--- start of Excerpted passage ---
I want to compare two files or text boxes to find the degree of similarity between them

Question

Sorry for the disturbance. I've removed the code and edited the post...

Real problem is I'm trying to find out the degree of similarity or plagiarism act between two texts or files. how can I do that? If you guide me ...

I need the code for the above algorithm to be included in my project.

using visual studio 2013 ... c#

EDITED: k so far I've done this ...

        int i = 0;
        int j = 0;
        long lena1 = txtFile1.Text.Length;
        long lenb1 = lena1;
        long len2 = txtFile2.Text.Length;
        string str1 = txtFile1.Text;
        string str2 = txtFile2.Text;
        string str3;
        bool match = false;
        int count = 0;
        int nowords1 = 0;
        int nowords2 = 0;
        string str4;
        int k = 0;
        int m = 0;
        int nowords_match = 0;


        char[] array1 = str1.ToArray();
        char[] array2 = str2.ToArray();
        int[] loc1 = new int[1048576];
        int[] loc2 = new int[1048576];

        while (i < array1.Length)
        {
            if (array1[i] == ' ')
            {
                nowords1++;
                loc1[j] = i;
                j++;
            }

            i++;

        }

        i = j = 0;

        while (i < array2.Length)
        {

            if (array2[i] == ' ')
            {
                nowords2++;
                loc2[j] = i;
                j++;
            }

            i++;

        }

        i = j = 0;
        m = 0;

        for (k = 0; k < loc1.Length-2; k++)
        {
            str3 = str1.Substring(loc1[m], loc1[m + 1] - loc1[m]);
            match = true;

            if (match == true && count > 3)
--- end of Excerpted passage ---
Reproduce the forum post on measuring similarity between two texts in full, word for word, including its code.
--- start of Stored rows ---
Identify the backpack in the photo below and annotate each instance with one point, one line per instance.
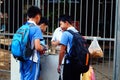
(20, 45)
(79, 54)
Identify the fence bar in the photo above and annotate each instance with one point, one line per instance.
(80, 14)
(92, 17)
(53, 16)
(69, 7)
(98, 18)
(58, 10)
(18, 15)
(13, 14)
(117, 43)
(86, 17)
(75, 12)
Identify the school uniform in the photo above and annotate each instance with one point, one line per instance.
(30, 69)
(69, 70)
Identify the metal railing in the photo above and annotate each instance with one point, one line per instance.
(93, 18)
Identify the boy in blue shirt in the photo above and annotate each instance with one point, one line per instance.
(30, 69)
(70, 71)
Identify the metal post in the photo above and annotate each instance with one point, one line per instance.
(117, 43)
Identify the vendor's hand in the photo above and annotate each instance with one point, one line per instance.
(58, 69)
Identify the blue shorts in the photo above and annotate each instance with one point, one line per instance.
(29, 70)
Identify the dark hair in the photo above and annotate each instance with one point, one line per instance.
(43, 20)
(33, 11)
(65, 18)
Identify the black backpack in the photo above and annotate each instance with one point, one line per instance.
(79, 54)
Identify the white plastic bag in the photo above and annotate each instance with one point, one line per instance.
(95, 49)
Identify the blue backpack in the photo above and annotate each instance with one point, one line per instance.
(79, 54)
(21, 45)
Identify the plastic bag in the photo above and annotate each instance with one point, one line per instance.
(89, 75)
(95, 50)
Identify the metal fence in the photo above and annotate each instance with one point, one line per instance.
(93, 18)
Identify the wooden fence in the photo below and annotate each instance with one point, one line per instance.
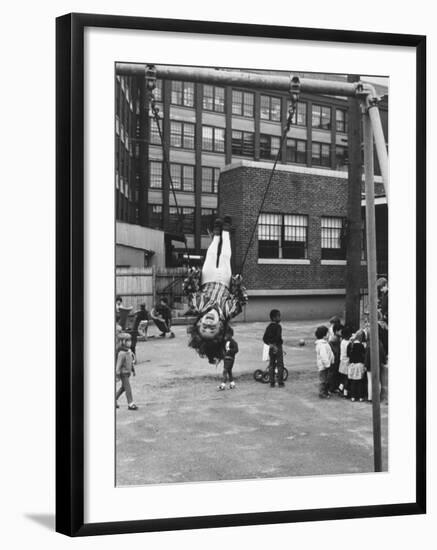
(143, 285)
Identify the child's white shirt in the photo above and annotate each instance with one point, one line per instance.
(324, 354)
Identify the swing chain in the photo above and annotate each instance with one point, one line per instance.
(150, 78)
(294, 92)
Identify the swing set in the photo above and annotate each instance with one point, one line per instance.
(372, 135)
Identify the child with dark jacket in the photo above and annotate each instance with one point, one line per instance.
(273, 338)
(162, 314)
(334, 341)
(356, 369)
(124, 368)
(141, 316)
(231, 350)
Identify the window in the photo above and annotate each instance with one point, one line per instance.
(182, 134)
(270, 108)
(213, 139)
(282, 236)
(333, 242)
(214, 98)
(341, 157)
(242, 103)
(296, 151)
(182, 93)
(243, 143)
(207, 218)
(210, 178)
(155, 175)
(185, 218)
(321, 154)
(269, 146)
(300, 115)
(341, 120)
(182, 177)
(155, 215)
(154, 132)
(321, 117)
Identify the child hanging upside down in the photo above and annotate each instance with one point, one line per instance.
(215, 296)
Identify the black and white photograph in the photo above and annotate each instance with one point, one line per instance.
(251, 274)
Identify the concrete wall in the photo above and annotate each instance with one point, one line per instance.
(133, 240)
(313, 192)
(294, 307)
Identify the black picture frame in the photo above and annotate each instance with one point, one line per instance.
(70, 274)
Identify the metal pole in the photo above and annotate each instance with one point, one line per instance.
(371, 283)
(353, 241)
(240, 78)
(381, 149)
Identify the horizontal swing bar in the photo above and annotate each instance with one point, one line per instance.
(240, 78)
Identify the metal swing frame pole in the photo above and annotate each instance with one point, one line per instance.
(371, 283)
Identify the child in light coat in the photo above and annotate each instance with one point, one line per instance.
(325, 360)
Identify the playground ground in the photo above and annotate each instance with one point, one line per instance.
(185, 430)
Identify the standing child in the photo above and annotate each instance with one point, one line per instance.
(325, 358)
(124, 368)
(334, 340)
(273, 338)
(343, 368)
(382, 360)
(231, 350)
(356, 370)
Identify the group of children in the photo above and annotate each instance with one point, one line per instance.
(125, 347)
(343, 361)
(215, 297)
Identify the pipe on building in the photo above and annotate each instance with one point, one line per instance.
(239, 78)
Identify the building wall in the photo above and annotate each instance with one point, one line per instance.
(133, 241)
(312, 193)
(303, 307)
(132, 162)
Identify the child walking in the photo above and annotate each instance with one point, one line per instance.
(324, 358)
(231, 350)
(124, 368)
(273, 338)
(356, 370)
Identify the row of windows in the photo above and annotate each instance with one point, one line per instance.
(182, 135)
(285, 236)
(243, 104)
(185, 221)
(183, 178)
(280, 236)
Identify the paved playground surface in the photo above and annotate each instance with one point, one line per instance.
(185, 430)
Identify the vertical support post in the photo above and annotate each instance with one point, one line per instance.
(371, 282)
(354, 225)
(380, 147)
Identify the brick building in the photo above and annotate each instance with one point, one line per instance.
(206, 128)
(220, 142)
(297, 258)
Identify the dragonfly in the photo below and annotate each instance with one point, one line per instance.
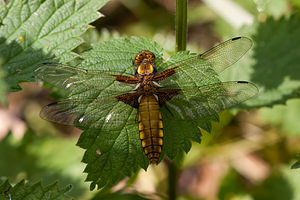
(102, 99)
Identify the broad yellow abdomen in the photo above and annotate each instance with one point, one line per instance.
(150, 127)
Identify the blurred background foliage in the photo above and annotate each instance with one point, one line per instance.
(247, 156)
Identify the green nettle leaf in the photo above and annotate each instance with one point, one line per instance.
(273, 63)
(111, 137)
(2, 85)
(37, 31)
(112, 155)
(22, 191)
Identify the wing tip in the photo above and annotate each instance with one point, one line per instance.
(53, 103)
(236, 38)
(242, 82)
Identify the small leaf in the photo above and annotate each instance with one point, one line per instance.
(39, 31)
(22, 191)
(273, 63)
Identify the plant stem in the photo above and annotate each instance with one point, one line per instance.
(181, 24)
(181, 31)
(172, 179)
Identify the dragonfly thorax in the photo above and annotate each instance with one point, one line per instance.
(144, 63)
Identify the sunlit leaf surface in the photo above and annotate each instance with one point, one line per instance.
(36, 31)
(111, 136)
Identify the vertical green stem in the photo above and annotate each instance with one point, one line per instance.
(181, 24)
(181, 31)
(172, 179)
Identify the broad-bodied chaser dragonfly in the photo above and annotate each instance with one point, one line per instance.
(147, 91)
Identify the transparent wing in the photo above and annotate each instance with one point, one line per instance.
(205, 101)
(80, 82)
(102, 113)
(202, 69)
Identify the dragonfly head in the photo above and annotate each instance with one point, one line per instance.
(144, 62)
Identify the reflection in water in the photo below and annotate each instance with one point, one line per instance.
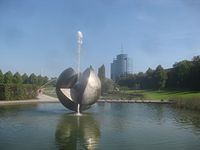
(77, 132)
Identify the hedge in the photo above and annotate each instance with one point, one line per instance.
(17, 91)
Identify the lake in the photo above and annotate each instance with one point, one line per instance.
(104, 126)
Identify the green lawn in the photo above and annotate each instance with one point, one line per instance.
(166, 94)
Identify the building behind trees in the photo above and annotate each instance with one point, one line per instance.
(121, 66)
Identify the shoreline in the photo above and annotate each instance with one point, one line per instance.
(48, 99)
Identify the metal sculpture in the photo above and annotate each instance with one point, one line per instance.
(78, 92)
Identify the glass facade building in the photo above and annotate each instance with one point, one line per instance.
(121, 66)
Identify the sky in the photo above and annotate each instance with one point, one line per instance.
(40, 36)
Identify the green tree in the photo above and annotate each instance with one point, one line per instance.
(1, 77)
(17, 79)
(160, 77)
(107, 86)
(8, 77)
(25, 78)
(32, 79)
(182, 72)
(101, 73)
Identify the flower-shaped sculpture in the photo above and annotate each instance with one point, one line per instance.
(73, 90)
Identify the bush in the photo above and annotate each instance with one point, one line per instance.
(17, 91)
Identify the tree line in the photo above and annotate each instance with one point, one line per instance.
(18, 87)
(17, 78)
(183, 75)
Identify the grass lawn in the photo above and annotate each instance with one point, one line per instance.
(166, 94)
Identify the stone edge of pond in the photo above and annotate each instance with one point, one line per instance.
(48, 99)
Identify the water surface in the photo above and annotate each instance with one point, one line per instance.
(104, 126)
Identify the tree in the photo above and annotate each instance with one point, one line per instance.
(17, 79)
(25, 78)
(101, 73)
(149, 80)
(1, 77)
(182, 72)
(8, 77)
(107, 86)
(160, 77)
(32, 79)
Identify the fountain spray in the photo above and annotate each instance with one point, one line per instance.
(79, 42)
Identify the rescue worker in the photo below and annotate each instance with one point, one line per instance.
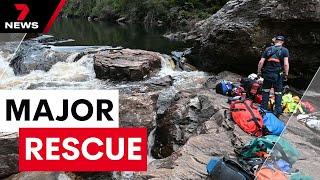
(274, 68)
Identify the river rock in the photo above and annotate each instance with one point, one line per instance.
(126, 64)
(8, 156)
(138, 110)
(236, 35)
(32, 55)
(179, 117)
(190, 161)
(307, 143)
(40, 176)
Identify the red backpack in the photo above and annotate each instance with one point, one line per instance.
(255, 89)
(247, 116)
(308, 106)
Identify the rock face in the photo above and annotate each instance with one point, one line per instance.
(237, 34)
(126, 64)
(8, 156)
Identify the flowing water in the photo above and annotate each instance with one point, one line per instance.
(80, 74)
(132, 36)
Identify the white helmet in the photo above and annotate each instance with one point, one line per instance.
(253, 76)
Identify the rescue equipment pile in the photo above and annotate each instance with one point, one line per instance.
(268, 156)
--- end of Stored rows ---
Response:
I want to compare two files or text boxes to find the degree of similarity between them

Question

Sorry for the disturbance. I've removed the code and edited the post...

Real problem is I'm trying to find out the degree of similarity or plagiarism act between two texts or files. how can I do that? If you guide me ...

I need the code for the above algorithm to be included in my project.

using visual studio 2013 ... c#

EDITED: k so far I've done this ...

        int i = 0;
        int j = 0;
        long lena1 = txtFile1.Text.Length;
        long lenb1 = lena1;
        long len2 = txtFile2.Text.Length;
        string str1 = txtFile1.Text;
        string str2 = txtFile2.Text;
        string str3;
        bool match = false;
        int count = 0;
        int nowords1 = 0;
        int nowords2 = 0;
        string str4;
        int k = 0;
        int m = 0;
        int nowords_match = 0;


        char[] array1 = str1.ToArray();
        char[] array2 = str2.ToArray();
        int[] loc1 = new int[1048576];
        int[] loc2 = new int[1048576];

        while (i < array1.Length)
        {
            if (array1[i] == ' ')
            {
                nowords1++;
                loc1[j] = i;
                j++;
            }

            i++;

        }

        i = j = 0;

        while (i < array2.Length)
        {

            if (array2[i] == ' ')
            {
                nowords2++;
                loc2[j] = i;
                j++;
            }

            i++;

        }

        i = j = 0;
        m = 0;

        for (k = 0; k < loc1.Length-2; k++)
        {
            str3 = str1.Substring(loc1[m], loc1[m + 1] - loc1[m]);
            match = true;

            if (match == true && count > 3)